### Given passage:
<<<<

Spiritual Reflection
The Folks Next Door
New Year’s weekend I was proud to be an Episcopalian.
Especially, I was proud to be an Episcopalian in the diocese of San Diego. Like many people throughout the world, Barnabas and I, thanks to our Tivo, watched as the nation mourned the death of President Gerald Ford. Gerald and Betty Ford are lifelong Episcopalians. In his early political life, the Gerald Ford family attended Grace Episcopal Church in Grand Rapids, Michigan. While in Washington, D.C., their family worshipped at an Episcopal Church in Alexandria, Virginia and at St. John's, Lafayette Square. When he retired, they built a home in Rancho Mirage, California and became members of St. Margaret's Episcopal Church in Palm Desert, California where they've attended for the past thirty years. Both Canon Hunt and I served throughout that time as volunteers at the parish. I am a recovering alcoholic and had the privilege of being a volunteer at the Betty Ford Center where I was the Sunday Pastor from 1984 to 1992. Fr. Barnabas, who has a black belt in Alanon, lectured on spirituality in the 1980s in the Family Program at the center.
I was proud to see St. Margaret's Church as the site where President Ford was laid in state before the flight to Washington, D.C. The couple's pastor for the past eight years was the Rev. Dr. Robert Certain, who led a worship service for the family and invited guests. Fr. Certain then flew in the presidential plane to Andrew's Air Force Base in Washington, accompanied the casket on the motorcade to the Capitol Rotunda, and preached the sermon at President Ford's funeral on January 2, 2007 at another Episcopal Church, The National Cathedral, where our own Bishop John Chane met the funeral procession at the Church doors. Finally, the body of President Gerald Ford was laid to rest at the President Ford Library, after a final service at Grace Episcopal Church in Grand Rapids.

>>>>

### Problems to solve:
1 > Restate the spiritual reflection starting with "I was proud to see" and going on through "in Grand Rapids.", putting "coffin" in place of "casket".
2 > Answer these questions from the spiritual reflection on President Ford's funeral:
(a) During which years was the writer the Sunday Pastor at the Betty Ford Center?
(b) Who preached the sermon at President Ford's funeral?
(c) Where was President Ford laid to rest?
3 > Resume the spiritual reflection on President Ford's funeral after its last sentence, carrying it forward in the same voice.

### Data listing:
<<<<

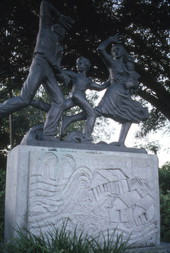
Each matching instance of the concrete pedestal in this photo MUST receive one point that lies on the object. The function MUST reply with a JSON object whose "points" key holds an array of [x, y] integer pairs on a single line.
{"points": [[97, 191]]}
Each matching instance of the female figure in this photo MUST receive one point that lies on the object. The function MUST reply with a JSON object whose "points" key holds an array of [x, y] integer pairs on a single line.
{"points": [[117, 103]]}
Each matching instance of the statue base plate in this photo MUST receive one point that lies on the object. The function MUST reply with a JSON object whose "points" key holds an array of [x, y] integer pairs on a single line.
{"points": [[95, 191]]}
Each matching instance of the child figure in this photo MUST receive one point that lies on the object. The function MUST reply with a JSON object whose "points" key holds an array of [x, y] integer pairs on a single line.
{"points": [[80, 83]]}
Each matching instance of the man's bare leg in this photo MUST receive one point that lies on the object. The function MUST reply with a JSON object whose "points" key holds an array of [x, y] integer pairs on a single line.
{"points": [[123, 133]]}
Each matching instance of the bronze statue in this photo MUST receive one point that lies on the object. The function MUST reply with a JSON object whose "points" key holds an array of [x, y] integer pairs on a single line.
{"points": [[80, 83], [46, 61], [117, 102]]}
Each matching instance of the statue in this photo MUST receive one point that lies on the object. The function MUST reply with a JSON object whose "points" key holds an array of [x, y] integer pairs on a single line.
{"points": [[45, 69], [46, 62], [80, 83], [117, 103]]}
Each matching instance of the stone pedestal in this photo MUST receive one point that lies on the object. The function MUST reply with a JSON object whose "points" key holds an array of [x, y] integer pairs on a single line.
{"points": [[97, 191]]}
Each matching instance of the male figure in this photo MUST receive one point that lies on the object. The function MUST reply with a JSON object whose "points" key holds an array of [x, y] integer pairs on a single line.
{"points": [[80, 83], [47, 58]]}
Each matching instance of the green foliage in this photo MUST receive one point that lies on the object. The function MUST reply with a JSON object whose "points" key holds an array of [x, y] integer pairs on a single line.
{"points": [[164, 178], [63, 241], [165, 216]]}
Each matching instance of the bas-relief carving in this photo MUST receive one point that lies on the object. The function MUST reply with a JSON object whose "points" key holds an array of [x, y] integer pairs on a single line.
{"points": [[93, 199]]}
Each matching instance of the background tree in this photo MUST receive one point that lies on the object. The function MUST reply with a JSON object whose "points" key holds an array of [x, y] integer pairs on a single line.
{"points": [[144, 25]]}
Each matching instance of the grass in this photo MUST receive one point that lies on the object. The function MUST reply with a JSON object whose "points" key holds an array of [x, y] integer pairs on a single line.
{"points": [[63, 241]]}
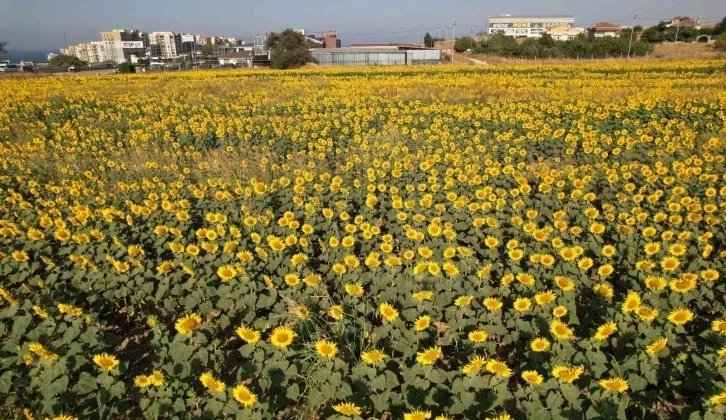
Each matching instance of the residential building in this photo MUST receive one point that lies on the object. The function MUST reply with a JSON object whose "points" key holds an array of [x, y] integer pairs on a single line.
{"points": [[685, 21], [238, 59], [564, 33], [368, 56], [163, 45], [527, 26], [121, 44], [605, 29]]}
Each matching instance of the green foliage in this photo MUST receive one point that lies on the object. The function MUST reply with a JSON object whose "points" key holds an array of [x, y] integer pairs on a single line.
{"points": [[720, 43], [464, 43], [545, 46], [289, 50], [428, 40], [62, 60]]}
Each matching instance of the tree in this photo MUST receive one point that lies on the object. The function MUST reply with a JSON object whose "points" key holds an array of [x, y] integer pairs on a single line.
{"points": [[428, 40], [464, 43], [62, 60], [207, 49], [289, 50], [721, 42]]}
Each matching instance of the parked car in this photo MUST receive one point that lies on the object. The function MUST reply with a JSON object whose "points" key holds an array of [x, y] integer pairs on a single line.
{"points": [[8, 68]]}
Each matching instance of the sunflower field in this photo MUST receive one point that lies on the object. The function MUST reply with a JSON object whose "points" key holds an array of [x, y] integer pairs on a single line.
{"points": [[514, 242]]}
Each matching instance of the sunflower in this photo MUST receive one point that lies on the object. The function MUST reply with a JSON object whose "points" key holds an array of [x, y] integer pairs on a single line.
{"points": [[478, 336], [539, 345], [718, 398], [543, 298], [566, 374], [680, 316], [249, 335], [561, 331], [493, 304], [429, 356], [388, 312], [499, 368], [422, 322], [372, 357], [354, 289], [559, 311], [142, 381], [211, 383], [226, 272], [326, 349], [417, 415], [156, 378], [282, 337], [474, 365], [105, 361], [522, 304], [20, 256], [532, 377], [188, 323], [336, 312], [347, 409], [710, 275], [616, 384], [244, 396], [670, 263], [719, 326], [656, 346]]}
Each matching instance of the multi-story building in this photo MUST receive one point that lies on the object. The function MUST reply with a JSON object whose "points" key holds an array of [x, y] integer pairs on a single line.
{"points": [[605, 29], [163, 45], [527, 26], [96, 52], [121, 44]]}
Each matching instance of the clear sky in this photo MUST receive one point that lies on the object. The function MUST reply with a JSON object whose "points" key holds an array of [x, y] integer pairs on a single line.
{"points": [[39, 24]]}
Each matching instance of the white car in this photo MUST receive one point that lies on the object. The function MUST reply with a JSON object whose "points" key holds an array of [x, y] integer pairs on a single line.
{"points": [[8, 68]]}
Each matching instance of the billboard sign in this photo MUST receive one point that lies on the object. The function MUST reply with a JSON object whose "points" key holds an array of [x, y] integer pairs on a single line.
{"points": [[132, 44], [527, 25]]}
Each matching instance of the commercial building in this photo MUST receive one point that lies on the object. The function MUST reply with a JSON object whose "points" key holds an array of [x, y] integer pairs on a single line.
{"points": [[564, 33], [605, 29], [387, 56], [527, 26], [122, 44]]}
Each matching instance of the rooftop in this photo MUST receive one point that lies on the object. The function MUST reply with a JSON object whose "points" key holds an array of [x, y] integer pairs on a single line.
{"points": [[605, 26], [532, 17]]}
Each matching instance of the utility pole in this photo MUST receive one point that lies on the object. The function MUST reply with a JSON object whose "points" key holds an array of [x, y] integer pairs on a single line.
{"points": [[453, 44], [675, 41], [632, 31]]}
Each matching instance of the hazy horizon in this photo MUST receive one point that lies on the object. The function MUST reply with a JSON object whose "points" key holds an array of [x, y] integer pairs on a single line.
{"points": [[39, 25]]}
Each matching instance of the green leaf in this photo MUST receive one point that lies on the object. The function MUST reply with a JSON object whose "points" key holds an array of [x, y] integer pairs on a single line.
{"points": [[570, 392], [5, 381], [86, 383], [316, 398], [293, 391]]}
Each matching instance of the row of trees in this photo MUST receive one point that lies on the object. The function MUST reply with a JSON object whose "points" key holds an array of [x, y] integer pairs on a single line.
{"points": [[546, 46]]}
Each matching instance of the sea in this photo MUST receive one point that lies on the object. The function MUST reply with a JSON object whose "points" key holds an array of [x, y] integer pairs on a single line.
{"points": [[15, 55]]}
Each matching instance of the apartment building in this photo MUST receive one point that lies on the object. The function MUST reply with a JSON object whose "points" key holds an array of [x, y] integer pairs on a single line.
{"points": [[121, 44], [164, 44]]}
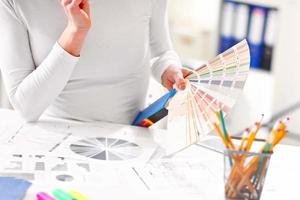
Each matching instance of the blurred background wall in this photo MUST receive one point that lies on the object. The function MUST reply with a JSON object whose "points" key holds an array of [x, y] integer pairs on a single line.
{"points": [[201, 29]]}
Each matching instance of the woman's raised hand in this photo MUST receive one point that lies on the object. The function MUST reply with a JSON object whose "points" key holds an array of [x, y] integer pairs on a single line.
{"points": [[78, 13], [79, 23]]}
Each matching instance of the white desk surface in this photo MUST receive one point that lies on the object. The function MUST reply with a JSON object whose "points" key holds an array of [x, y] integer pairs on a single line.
{"points": [[195, 173]]}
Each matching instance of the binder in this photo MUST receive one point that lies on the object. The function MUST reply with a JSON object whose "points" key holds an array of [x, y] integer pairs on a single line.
{"points": [[269, 39], [255, 37], [227, 39], [242, 22]]}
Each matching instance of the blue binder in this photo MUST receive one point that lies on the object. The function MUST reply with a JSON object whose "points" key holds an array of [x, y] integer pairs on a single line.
{"points": [[255, 37]]}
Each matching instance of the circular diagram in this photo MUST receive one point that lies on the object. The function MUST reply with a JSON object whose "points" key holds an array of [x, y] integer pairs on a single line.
{"points": [[104, 148]]}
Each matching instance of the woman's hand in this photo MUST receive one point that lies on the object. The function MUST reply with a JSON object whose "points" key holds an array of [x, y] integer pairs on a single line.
{"points": [[174, 75], [79, 23]]}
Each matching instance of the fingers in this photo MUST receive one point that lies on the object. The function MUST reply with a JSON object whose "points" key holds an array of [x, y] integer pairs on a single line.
{"points": [[85, 6], [179, 81]]}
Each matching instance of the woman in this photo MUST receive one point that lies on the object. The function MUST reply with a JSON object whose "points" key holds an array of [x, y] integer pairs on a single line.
{"points": [[60, 59]]}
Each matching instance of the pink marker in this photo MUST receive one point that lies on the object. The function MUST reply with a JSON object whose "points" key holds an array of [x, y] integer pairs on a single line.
{"points": [[44, 196]]}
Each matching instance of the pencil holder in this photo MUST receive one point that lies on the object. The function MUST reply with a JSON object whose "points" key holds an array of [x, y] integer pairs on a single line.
{"points": [[244, 174]]}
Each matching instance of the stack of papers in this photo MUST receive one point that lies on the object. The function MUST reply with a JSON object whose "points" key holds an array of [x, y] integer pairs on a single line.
{"points": [[12, 188]]}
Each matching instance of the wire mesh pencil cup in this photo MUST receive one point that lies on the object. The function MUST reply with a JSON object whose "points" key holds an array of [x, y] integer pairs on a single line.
{"points": [[244, 174]]}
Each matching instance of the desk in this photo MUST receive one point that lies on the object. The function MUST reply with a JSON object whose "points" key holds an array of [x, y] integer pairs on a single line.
{"points": [[195, 173]]}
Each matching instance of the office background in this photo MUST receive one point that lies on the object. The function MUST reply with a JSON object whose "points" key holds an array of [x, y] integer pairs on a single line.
{"points": [[201, 28]]}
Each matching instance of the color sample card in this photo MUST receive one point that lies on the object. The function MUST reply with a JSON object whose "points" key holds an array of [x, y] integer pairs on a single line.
{"points": [[212, 87]]}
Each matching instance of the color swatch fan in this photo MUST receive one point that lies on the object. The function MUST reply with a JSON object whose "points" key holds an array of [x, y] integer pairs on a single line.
{"points": [[214, 86]]}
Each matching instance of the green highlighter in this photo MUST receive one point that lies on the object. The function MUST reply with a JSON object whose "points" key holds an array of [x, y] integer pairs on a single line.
{"points": [[61, 195]]}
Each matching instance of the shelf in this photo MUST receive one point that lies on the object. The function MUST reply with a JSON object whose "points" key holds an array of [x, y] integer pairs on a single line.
{"points": [[264, 3]]}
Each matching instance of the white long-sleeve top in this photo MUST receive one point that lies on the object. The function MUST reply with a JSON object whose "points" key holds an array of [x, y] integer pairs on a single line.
{"points": [[108, 82]]}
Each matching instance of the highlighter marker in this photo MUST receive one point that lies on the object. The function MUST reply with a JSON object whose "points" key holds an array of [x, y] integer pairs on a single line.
{"points": [[44, 196], [61, 195], [78, 195]]}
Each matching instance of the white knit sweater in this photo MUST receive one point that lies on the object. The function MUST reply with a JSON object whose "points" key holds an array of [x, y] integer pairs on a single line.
{"points": [[128, 40]]}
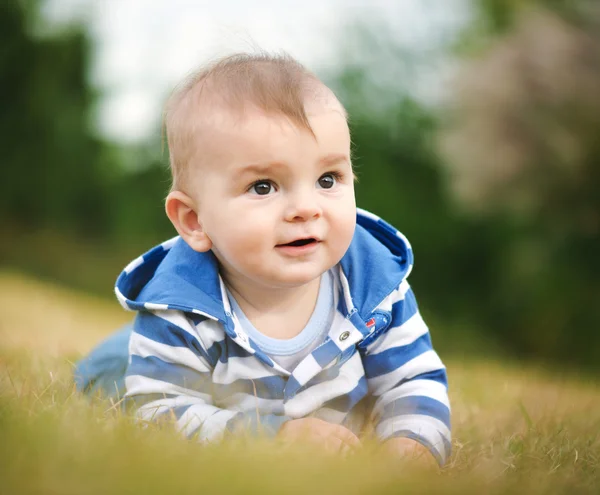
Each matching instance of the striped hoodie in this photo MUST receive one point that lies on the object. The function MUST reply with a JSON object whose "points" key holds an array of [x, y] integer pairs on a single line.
{"points": [[191, 361]]}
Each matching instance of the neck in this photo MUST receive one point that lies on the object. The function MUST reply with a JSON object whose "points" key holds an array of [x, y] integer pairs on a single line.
{"points": [[267, 307]]}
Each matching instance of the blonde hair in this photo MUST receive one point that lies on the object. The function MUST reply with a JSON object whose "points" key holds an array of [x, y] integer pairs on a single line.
{"points": [[275, 84]]}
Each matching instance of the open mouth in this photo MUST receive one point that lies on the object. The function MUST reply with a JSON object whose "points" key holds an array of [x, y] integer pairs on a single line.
{"points": [[301, 242]]}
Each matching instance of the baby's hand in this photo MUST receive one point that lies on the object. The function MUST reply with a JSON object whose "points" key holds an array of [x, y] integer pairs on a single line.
{"points": [[332, 438]]}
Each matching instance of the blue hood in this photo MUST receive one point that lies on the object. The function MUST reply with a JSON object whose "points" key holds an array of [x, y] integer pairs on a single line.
{"points": [[173, 276]]}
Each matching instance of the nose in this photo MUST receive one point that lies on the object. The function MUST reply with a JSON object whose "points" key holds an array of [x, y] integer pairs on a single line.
{"points": [[303, 205]]}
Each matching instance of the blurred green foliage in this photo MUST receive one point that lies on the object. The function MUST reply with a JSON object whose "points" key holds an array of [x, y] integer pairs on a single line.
{"points": [[524, 279]]}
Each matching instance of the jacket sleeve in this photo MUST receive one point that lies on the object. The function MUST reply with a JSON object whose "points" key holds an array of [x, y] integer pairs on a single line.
{"points": [[169, 377], [408, 380]]}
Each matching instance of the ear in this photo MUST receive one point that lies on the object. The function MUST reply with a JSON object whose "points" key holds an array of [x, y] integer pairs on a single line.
{"points": [[181, 210]]}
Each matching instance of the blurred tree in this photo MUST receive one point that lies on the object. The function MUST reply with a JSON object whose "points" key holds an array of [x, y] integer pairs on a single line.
{"points": [[523, 143], [51, 172]]}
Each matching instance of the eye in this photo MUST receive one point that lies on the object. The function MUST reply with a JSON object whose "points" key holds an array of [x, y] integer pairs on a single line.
{"points": [[327, 181], [262, 187]]}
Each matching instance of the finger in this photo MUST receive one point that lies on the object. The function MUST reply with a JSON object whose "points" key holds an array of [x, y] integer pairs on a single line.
{"points": [[345, 435]]}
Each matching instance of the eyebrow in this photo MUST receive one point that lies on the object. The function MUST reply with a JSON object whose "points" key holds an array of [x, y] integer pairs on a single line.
{"points": [[334, 158], [266, 168]]}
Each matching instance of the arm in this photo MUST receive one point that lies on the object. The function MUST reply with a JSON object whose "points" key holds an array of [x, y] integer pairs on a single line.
{"points": [[170, 377], [408, 381]]}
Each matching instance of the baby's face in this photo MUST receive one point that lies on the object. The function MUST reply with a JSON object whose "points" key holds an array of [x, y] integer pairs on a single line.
{"points": [[278, 204]]}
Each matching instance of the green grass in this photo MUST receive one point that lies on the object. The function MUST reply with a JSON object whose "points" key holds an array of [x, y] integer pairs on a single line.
{"points": [[517, 429]]}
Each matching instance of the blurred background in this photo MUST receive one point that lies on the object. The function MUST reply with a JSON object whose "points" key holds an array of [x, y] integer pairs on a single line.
{"points": [[476, 130]]}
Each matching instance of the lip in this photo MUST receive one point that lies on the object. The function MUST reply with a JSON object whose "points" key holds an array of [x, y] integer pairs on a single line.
{"points": [[299, 250]]}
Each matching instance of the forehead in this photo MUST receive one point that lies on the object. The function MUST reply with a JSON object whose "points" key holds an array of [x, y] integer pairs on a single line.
{"points": [[234, 139]]}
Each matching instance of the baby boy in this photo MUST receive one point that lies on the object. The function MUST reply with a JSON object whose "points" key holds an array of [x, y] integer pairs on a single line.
{"points": [[280, 308]]}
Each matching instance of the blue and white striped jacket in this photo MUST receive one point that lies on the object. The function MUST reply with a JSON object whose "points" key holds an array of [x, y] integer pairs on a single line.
{"points": [[190, 358]]}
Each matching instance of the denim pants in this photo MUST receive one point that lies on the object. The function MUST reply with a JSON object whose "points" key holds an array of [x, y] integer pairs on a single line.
{"points": [[102, 371]]}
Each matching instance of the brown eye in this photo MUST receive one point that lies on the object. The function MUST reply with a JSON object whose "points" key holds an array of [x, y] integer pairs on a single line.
{"points": [[326, 181], [262, 188]]}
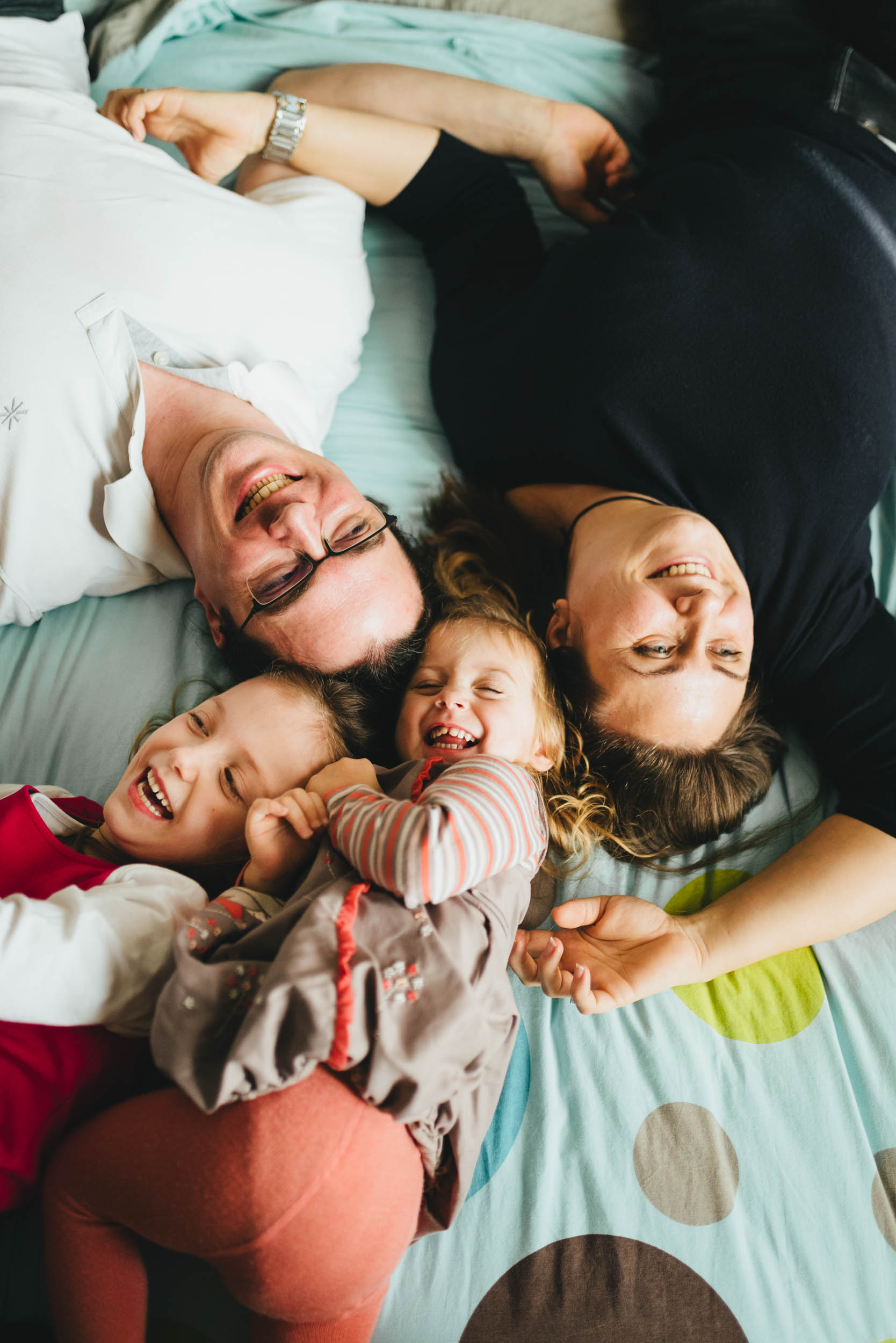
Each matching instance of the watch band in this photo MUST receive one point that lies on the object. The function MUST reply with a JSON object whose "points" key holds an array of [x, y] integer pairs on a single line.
{"points": [[286, 131]]}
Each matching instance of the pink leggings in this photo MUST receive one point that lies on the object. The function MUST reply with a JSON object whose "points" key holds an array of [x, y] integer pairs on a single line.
{"points": [[304, 1201]]}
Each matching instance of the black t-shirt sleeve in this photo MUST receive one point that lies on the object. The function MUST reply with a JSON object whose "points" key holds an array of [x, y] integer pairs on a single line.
{"points": [[848, 712], [476, 227]]}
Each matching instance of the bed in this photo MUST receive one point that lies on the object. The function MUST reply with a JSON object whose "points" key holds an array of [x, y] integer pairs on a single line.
{"points": [[714, 1164]]}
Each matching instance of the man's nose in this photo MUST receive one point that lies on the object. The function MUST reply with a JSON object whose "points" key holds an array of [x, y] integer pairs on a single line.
{"points": [[294, 524], [700, 603]]}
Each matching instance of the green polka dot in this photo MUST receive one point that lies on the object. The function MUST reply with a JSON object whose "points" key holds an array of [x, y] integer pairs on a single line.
{"points": [[762, 1003]]}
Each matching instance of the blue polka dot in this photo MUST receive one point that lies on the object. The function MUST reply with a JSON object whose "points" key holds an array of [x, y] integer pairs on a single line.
{"points": [[508, 1116]]}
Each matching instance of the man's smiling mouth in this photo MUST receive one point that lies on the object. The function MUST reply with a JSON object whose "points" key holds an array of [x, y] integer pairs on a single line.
{"points": [[261, 490]]}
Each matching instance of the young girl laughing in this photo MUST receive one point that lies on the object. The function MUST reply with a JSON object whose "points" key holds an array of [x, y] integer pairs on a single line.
{"points": [[360, 1003], [92, 895]]}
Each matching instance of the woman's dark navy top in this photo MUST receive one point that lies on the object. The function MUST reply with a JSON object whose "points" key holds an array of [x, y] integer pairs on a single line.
{"points": [[728, 345]]}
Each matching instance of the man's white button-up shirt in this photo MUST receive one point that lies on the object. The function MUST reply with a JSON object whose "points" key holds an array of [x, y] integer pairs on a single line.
{"points": [[264, 296]]}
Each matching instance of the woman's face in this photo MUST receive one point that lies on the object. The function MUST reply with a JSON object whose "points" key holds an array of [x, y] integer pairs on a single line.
{"points": [[472, 695], [184, 796], [661, 613]]}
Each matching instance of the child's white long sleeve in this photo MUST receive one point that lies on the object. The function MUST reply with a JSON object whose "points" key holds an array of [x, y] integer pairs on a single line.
{"points": [[93, 957]]}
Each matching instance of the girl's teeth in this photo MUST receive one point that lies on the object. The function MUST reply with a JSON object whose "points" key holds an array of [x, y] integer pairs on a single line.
{"points": [[151, 802], [461, 739]]}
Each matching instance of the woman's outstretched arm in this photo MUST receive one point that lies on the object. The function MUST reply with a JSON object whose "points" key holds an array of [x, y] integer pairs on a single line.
{"points": [[840, 877], [372, 128]]}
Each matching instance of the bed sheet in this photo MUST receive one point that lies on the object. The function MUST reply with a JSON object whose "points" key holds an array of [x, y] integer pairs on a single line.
{"points": [[718, 1162]]}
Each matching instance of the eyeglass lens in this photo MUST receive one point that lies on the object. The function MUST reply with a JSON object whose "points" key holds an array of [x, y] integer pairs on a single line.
{"points": [[278, 576]]}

>>>>

### Answers to each task:
1 >
I was proud to see St. Margaret's Church as the site where President Ford was laid in state before the flight to Washington, D.C. The couple's pastor for the past eight years was the Rev. Dr. Robert Certain, who led a worship service for the family and invited guests. Fr. Certain then flew in the presidential plane to Andrew's Air Force Base in Washington, accompanied the coffin on the motorcade to the Capitol Rotunda, and preached the sermon at President Ford's funeral on January 2, 2007 at another Episcopal Church, The National Cathedral, where our own Bishop John Chane met the funeral procession at the Church doors. Finally, the body of President Gerald Ford was laid to rest at the President Ford Library, after a final service at Grace Episcopal Church in Grand Rapids.

2 >
(a) From 1984 to 1992.
(b) The Rev. Dr. Robert Certain.
(c) At the President Ford Library.

3 >
The Fords were like the folks next door when we knew them in the desert. Betty Ford took a hands-on role in the Center, lecturing there and visiting with residents. Once, I recall during a Thanksgiving Day service in the “meditation room,” a lovely, intimate non-denominational space set aside for quiet time, I was surprised when Mrs. Ford walked in with the President’s brother who was visiting them during the holiday. Casually dressed, she had taken time out from preparing their Thanksgiving dinner to take him on a tour of the treatment center that bears her name. The residents at the service were delighted to see her and since our theme that morning was gratitude, I asked if she had a word for the group, and she did. Once, Barnabas and I went to visit Maribel Scharbutt, who was dying from cancer. Betty was a longtime friend of Maribel and Del, and met us at the door. She was close to Maribel and had been taking care of her all day. When I helped arrange Betty Ford Day at the 1985 General Convention in Anaheim, I remember how she greeted the House of Bishops. “Hello, my name is Betty and I am… an Episcopalian.”
President Ford was happy to lend his name to special programs at the Parish and in the broader Coachella Valley, which was their western home for many years. Once, Fr. Barnabas was giving Communion at the old St. Margaret’s Church and had to kneel down on bended knee to give the sacrament to three tow headed children. As he stood to communicate the next worshipper, he realized they were Gerald Ford’s grandchildren whom he had brought to church.
Even though he was a former President of the United States and Betty created the best-known alcohol and drug treatment center in the country, when you saw them in church or had the pleasure to work with them, they really were the folks next door. Yes, I’m proud to be an Episcopalian.